### Set task
Count the lines in the data below that contain the word "water". Reply with only that number.

Raw data:

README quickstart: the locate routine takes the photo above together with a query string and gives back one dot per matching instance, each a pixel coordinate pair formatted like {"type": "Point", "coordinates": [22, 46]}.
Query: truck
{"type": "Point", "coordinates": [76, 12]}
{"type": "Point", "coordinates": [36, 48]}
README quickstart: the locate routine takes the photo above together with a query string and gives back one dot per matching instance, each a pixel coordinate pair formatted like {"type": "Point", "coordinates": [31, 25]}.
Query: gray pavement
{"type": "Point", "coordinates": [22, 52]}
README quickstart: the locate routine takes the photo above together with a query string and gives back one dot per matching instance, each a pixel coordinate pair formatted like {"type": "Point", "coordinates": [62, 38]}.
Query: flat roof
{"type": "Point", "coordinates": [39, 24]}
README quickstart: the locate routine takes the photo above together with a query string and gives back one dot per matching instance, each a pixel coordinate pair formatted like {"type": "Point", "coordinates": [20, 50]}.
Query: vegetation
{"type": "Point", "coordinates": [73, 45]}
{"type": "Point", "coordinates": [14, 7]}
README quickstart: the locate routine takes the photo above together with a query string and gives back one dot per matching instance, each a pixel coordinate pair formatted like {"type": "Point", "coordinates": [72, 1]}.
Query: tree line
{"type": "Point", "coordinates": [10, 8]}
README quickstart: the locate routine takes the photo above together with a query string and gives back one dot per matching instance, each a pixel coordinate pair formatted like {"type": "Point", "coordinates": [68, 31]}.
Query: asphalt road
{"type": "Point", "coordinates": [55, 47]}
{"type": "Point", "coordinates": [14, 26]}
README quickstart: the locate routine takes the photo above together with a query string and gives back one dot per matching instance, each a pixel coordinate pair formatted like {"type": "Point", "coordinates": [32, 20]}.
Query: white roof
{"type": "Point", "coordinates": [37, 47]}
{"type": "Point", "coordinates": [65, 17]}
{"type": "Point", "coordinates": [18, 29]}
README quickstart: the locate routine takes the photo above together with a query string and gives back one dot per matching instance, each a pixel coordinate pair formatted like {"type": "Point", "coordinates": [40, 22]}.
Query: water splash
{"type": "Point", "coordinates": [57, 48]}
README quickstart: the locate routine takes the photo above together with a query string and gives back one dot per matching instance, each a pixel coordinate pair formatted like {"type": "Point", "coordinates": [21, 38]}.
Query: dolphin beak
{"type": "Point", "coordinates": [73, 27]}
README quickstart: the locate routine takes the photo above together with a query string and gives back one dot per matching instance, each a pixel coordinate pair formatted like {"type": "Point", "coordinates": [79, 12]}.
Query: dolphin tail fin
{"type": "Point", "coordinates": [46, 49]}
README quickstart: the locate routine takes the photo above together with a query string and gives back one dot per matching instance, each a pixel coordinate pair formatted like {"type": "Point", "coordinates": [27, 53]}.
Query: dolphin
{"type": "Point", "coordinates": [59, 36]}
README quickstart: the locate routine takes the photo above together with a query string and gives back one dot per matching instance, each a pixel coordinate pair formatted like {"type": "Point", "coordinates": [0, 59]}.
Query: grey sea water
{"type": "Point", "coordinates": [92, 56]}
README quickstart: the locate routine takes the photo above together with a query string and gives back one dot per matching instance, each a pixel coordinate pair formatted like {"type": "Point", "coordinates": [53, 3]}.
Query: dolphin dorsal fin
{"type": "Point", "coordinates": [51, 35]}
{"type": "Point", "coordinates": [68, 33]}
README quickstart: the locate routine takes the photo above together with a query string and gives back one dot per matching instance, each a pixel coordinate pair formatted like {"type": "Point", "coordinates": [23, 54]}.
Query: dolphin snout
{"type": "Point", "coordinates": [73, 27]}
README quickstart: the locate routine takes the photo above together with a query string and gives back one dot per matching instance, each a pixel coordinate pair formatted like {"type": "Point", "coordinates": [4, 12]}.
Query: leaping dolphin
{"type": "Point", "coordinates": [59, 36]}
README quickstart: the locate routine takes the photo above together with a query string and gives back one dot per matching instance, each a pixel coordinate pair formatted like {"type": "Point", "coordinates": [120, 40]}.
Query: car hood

### Worked solution
2